> [WHAT THE EXERCISE ASKS]: Copy out all the entries that follow, swapping each "in the picture above" for "in the image above" and changing nothing else. Do not include the pictures in your copy.

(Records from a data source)
---------------

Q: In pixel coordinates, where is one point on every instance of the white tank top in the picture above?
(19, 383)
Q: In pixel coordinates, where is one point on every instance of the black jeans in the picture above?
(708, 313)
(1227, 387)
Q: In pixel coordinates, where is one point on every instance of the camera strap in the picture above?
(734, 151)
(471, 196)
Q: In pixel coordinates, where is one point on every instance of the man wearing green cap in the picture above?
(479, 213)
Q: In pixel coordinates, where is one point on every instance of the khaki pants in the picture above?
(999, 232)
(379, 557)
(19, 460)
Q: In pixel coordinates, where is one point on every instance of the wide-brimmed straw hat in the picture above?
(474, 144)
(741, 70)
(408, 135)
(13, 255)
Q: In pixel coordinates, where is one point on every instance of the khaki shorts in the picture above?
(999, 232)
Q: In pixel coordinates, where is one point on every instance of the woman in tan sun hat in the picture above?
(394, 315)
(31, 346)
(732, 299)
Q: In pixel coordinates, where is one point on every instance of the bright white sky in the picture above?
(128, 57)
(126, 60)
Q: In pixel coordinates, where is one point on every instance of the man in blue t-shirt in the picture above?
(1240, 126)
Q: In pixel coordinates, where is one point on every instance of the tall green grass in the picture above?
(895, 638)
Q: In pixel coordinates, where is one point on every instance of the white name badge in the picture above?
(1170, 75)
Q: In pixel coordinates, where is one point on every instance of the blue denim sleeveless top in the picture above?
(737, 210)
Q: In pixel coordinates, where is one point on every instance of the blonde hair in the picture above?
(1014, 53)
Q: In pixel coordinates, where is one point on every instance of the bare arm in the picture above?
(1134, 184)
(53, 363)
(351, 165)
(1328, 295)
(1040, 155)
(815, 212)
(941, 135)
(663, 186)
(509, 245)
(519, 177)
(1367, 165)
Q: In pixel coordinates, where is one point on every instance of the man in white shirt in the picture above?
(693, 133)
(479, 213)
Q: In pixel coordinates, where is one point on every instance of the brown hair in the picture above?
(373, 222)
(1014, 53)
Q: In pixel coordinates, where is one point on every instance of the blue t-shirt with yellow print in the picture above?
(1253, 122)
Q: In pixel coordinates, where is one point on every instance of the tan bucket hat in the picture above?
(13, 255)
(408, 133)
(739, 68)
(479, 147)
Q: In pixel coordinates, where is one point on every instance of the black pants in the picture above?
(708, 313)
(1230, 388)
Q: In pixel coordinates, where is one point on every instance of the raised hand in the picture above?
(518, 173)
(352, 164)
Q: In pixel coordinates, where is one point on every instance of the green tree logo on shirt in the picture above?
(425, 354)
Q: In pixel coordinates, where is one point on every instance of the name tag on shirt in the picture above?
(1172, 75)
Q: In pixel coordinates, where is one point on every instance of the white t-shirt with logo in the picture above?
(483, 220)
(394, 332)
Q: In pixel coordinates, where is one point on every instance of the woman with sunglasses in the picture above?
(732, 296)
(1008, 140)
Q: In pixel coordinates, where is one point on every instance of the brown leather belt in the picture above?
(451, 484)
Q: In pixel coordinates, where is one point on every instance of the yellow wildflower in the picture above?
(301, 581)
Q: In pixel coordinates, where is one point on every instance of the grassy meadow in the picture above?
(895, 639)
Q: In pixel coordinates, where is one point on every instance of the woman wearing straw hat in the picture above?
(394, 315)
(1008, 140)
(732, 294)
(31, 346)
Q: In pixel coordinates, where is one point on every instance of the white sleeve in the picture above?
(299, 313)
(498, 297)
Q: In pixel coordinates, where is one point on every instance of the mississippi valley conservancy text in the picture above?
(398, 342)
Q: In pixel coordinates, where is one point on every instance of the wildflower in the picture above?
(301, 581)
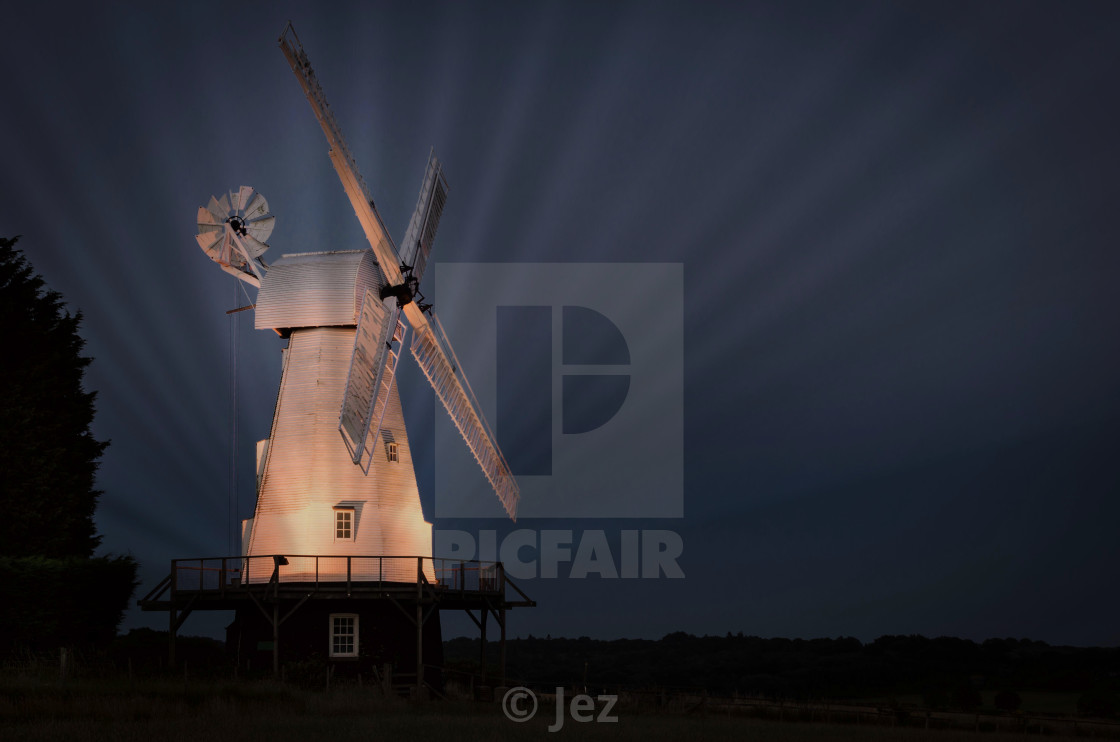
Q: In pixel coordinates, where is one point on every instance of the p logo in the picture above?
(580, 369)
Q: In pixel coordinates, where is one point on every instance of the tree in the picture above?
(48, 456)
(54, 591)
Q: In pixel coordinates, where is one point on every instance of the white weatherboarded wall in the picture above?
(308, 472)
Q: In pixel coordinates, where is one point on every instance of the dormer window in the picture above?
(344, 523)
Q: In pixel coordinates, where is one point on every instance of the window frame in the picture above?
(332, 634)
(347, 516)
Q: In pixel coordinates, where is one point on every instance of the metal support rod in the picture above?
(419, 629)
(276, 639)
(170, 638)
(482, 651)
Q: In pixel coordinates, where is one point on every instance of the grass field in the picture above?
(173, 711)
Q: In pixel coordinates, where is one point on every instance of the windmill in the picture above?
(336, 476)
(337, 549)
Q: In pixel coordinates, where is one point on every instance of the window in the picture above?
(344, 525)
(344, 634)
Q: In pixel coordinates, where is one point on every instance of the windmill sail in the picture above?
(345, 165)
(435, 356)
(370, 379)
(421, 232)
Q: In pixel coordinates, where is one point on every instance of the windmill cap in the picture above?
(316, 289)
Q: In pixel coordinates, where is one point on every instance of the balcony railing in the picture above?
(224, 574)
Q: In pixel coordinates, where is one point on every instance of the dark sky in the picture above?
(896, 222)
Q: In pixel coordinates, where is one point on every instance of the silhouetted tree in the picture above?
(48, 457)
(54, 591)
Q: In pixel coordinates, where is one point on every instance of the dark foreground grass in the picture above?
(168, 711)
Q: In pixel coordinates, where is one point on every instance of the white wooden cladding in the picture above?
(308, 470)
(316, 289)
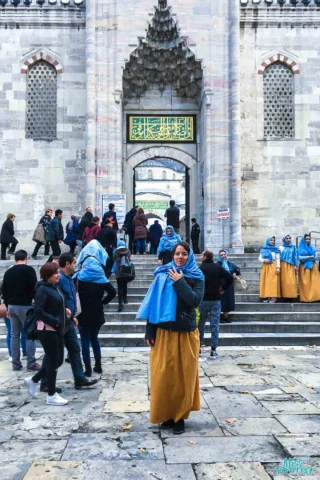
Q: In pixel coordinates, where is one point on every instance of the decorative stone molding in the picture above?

---------------

> [TASK OUTPUT]:
Q: In pixel coordinates, where is one point on every instance of the white tank top in the image above?
(19, 383)
Q: In pixel coordinates, where is one point on every instance of the black jeans in the image above?
(708, 313)
(1227, 387)
Q: In pixel coordinates, where is one point on every instance of the camera strap in the image above?
(734, 151)
(471, 196)
Q: In pixel coordinates, where is one point on every instance of the man wearing green cap in the image above?
(479, 213)
Q: In pixel coordinates, where is one point on every instance of the khaki pants in the image above?
(999, 232)
(379, 557)
(19, 460)
Q: In pixel coordinates, where is one point on every instance of the wide-brimmed straw hat in the image above?
(474, 144)
(741, 70)
(408, 135)
(13, 255)
Q: In pixel coordinates, where is one point on every instance of the khaki shorts in the image above?
(999, 232)
Q: In pixel coordinates, where is one point on every instance of the woman in tan sun hat in the image above?
(394, 315)
(31, 346)
(732, 299)
Q: In pixel coordinates, where is one point on every instance of the bright white sky in the image above?
(128, 57)
(126, 60)
Q: In pixel coordinates, where is one point on every instance of the man in blue t-shirt in the image above?
(1240, 126)
Q: In pixel coordinates, where is one point on every instance of the tall green grass in the image above?
(895, 638)
Q: In pixel coordinates, where is one point on every instance of the white name badge in the image above?
(1170, 75)
Q: In pixel coordinates, where is one point on every instance of the blue denim sleeveless top in the image above?
(737, 210)
Q: In pixel coordinates, where is one point on every instance of the blonde hair in the image above?
(1014, 53)
Q: In pixel coordinates, where is one point on every instance of the bare arm in the image above?
(1134, 184)
(53, 363)
(351, 165)
(1328, 295)
(1040, 155)
(815, 212)
(941, 135)
(663, 186)
(509, 245)
(519, 177)
(1367, 165)
Q: In pixel coordinates, where is one point on every instance of the man in white shirt in the image above?
(693, 133)
(479, 213)
Q: In pixel coordinates, where is one point on every instance of the brown hair in the image above?
(373, 222)
(1014, 53)
Q: In pixel coordinates, where is one point on every instance of the blue t-shirt with yellow print in the image above?
(1253, 122)
Q: In pixel coordinates, where is one point on every instance of the tan bucket hat in the image above?
(13, 255)
(408, 133)
(739, 68)
(479, 147)
Q: In pixel coordinates, where is one point on every instance of the black pants in the image above?
(708, 313)
(1230, 388)
Q: In pixel coordinates, where is one point on every instance of the raised hand in the image above?
(518, 173)
(352, 164)
Q: In pixel coordinates, where is one point on every instance of the green tree logo on shirt in the image above?
(425, 354)
Q: In pixel coordinates, where is one point on every instance of the name tag on shirt in the image above?
(1172, 75)
Q: In pixel coordinates, where is one point on every instance of the white t-shirt with logo in the image above?
(483, 220)
(394, 332)
Q: In pixel coordinates, where is one point on every instance of the woman with sunglasses in the image above?
(732, 296)
(1008, 140)
Q: In pixel coordinates, where is one point on every instance of the brown leather belt in the image above?
(451, 484)
Q: In pixel coordinates, where is one point on every instance of the yellow wildflower in the image above?
(301, 581)
Q: In pixel coordinates, where is one point on every instance of the grassy meadow in the image above?
(895, 639)
Q: In pixel coordinates, where is one point on every instance of the woman wearing straw hat in the image above?
(394, 315)
(1008, 140)
(732, 294)
(31, 346)
Q: In pixel coordinates, where is one point on every instance of the white sleeve in the image above?
(299, 313)
(498, 297)
Q: In pixel coordinates, where is one point on every instance of the mississippi valley conservancy text in the image above?
(398, 342)
Q: In pixel coordinates, where is one point on every instance of the wildflower in the image above?
(301, 581)
Q: In pixel coordinates, where is one point on every instance of the p logo in the image above?
(580, 369)
Q: In pixel coordinates, where is one point on every instance of the tree in the image above?
(48, 456)
(54, 591)
Q: In pixel coordinates, where is one point on every instance of the white weatherboarded wall in the image above?
(308, 472)
Q: In pixel coordinates, where is one point on every instance of the dormer window in the image above?
(344, 523)
Q: In pixel coordinates, where is one point on every instance of the window frame in the image above?
(332, 634)
(347, 516)
Q: In pixel coordinates, where is one point on every instance of the metal support rod in the image above?
(419, 629)
(276, 639)
(170, 638)
(482, 651)
Q: In pixel coordinates, where is one point on every instance of the grass field in the image above?
(173, 711)
Q: In pixel coordinates, where is one point on every instance of the windmill in the image above?
(336, 476)
(337, 549)
Q: In pixel coordinates, where is one point on every instance of the window in the image above?
(344, 525)
(344, 634)
Q: In pixel coordinates, where is one point on every instance of the windmill sail in the image above?
(345, 165)
(435, 356)
(370, 379)
(421, 232)
Q: In pixel coordinates, where is one point on every instance of the windmill cap in the image above?
(316, 289)
Q: In pixel coordinates, where is one point on every instance of the balcony railing in the image above?
(224, 574)
Q: In pixel coordinates, where is one point on every instance of the dark sky in the image above?
(896, 222)
Q: In pixel coordinates, where is one point on every instance of the silhouetted tree in the image above?
(48, 457)
(54, 591)
Q: In pixel coordinates, where is one point on every instance of the dark foreground grass in the image above?
(168, 711)
Q: In pixel coordinates, where is one point on every instance of the white wooden cladding in the image above?
(308, 470)
(316, 289)
Q: In pixel coordinates, where is one point on every instance of the decorative stone molding in the image above?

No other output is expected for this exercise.